• [ИЗВЛЕЧЁННЫЙ ТЕКСТ]
········
Другой знакомый издатель Марциала — Атрект продавал книги в римском квартале Аргилет. Уже в древности поэтов частенько просили подарить или по крайней мере одолжить на время их книги. Приятель Марциала просил об этом и его, но поэт в эпиграмме отговаривается тем, что живет далеко, да к тому же на третьем этаже. Нужный свиток можно раздобыть и поближе — у книготорговца:

Всякий раз, что меня, Луперк, ты встретишь,
«Не послать ли мне малого, — ты скажешь,—
Чтоб ему эпиграмм ты отдал книжку?
Как прочту я ее, верну обратно».
Нет, мальчишку гонять, Луперк, не стоит.
То, что ищешь, достать поближе можно:
Постоянно ты ходишь Аргилетом:
Против форума Цезаря есть лавка,
Косяки у нее все в объявленьях,
Там ты мигом прочтешь о всех поэтах.
И спросить не успеешь ты Атректа
(Так зовется хозяин этой лавки),
С первой иль со второй подаст он полки
Отскобленного пемзой и в порфире,
Пять денариев взявши, Марциала.
«Да не стоишь того!» «Ты прав, не спорю!»
········
• [ИСХОДНЫЕ ЗАПИСИ]
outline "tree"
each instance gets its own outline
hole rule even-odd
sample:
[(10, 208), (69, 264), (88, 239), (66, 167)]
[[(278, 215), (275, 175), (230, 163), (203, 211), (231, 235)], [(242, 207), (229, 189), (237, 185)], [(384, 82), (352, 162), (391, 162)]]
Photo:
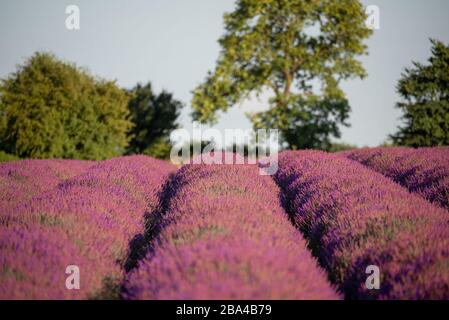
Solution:
[(429, 64), (413, 62), (397, 85), (403, 101), (404, 126), (392, 135), (393, 142), (411, 147), (449, 144), (449, 46), (431, 40)]
[(0, 149), (9, 154), (99, 160), (128, 144), (126, 92), (52, 54), (34, 54), (0, 92)]
[(371, 34), (358, 0), (238, 0), (225, 14), (215, 71), (194, 90), (193, 116), (216, 121), (251, 93), (273, 93), (254, 127), (277, 128), (293, 149), (330, 146), (350, 106), (342, 80), (364, 77), (357, 56)]
[(170, 132), (178, 128), (176, 121), (183, 104), (166, 91), (156, 95), (150, 83), (138, 84), (130, 93), (128, 106), (134, 127), (128, 153), (168, 158)]

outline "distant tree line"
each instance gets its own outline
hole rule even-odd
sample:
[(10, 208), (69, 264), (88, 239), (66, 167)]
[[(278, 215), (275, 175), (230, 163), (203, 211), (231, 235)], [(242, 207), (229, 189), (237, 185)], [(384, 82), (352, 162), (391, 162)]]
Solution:
[(0, 158), (166, 158), (181, 108), (149, 83), (125, 90), (38, 52), (0, 83)]

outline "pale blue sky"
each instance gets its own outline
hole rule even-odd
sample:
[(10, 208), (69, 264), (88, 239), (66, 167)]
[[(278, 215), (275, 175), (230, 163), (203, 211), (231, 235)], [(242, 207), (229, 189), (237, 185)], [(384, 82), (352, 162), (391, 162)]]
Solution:
[[(449, 1), (363, 2), (380, 8), (381, 29), (362, 59), (368, 78), (344, 84), (353, 111), (341, 140), (374, 146), (399, 124), (395, 85), (403, 68), (429, 57), (429, 37), (449, 43)], [(69, 4), (80, 8), (79, 31), (65, 28)], [(0, 77), (35, 51), (52, 51), (121, 86), (150, 80), (156, 90), (173, 92), (187, 105), (180, 122), (190, 127), (191, 90), (213, 69), (222, 15), (233, 7), (231, 0), (1, 0)], [(217, 128), (249, 128), (244, 112), (263, 104), (234, 108)]]

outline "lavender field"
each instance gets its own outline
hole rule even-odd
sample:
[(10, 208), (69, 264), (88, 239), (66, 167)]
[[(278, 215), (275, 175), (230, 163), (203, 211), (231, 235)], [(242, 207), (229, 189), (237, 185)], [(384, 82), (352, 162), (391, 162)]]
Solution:
[(448, 159), (285, 151), (273, 176), (147, 156), (2, 163), (0, 299), (449, 299)]

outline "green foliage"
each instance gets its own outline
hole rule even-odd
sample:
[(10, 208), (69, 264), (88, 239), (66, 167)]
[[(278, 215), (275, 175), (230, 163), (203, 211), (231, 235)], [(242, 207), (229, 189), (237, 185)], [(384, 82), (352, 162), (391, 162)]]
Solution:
········
• [КРАТКОЕ УПРАЖНЕНИЕ 1] В каком римском квартале, согласно тексту о Марциале, продавал книги Атрект?
• [КРАТКОЕ УПРАЖНЕНИЕ 2] Определите, согласуются ли с текстом о Марциале следующие утверждения, и подкрепите каждый ответ точной цитатой: (a) поэт ссылается на то, что живет на третьем этаже; (b) лавка Атректа расположена напротив форума Цезаря; (c) Атрект отдаст книгу Марциала за десять денариев.
• [КРАТКОЕ УПРАЖНЕНИЕ 3] Допишите следующую часть текста о Марциале, начав сразу после его последней строки.
Записи представляют собой самостоятельный материал, не связанный с текстом.

• [ОЖИДАЕМЫЙ ОТВЕТ 1] В римском квартале Аргилет.

• [ОЖИДАЕМЫЙ ОТВЕТ 2]
(a) Да: «живет далеко, да к тому же на третьем этаже».
(b) Да: «Против форума Цезаря есть лавка».
(c) Нет: «Пять денариев взявши».

• [ОЖИДАЕМЫЙ ОТВЕТ 3]
Там же, I, 117

Авторских экземпляров поэты не получали, поэтому книги свои они дарили весьма неохотно:

Требуешь все от меня в подарок ты, Квинт, моих книжек.
Нет у меня: их продаст книготорговец Трифон.
«Деньги платить за пустяк, за стихи? Да с ума не сошел я!
Я не дурак!» — говоришь. Но ведь и я не дурак.

Там же, IV, 72

На одного издателя работала целая армия копиистов. Оплата их труда зависела, как и в Греции, от количества переписанного текста, причем подсчет строк велся по особой стихометрической системе, введенной, вероятно, в правление Нерона. В силу декрета Диоклетиана 301 г. н. э. основной единицей измерения труда переписчиков стали сто строк.

Разумеется, ценнейший источник по истории издательского дела — переписка автора с тем, кто брал на себя труд выпускать его произведения. Письма показывают, какими тесными были связи писателей с издателями и какого рода проблемы возникали при копировании текстов, чаще всего по вине переписчиков. Так, Цицерон лично знал многих копиистов и потому в письмах к Аттику выражает пожелания, чтобы то или иное его сочинение переписывал определенный, известный ему копиист. И все же он часто бывал недоволен римскими переписчиками, особенно теми, кто издавал латинские книги. «Насчет латинских книг не знаю, куда мне обратиться, — пишет он своему брату Квинту, — с такими ошибками их и переписывают, и продают» (Письма Марка Туллия Цицерона, CLIII, 6).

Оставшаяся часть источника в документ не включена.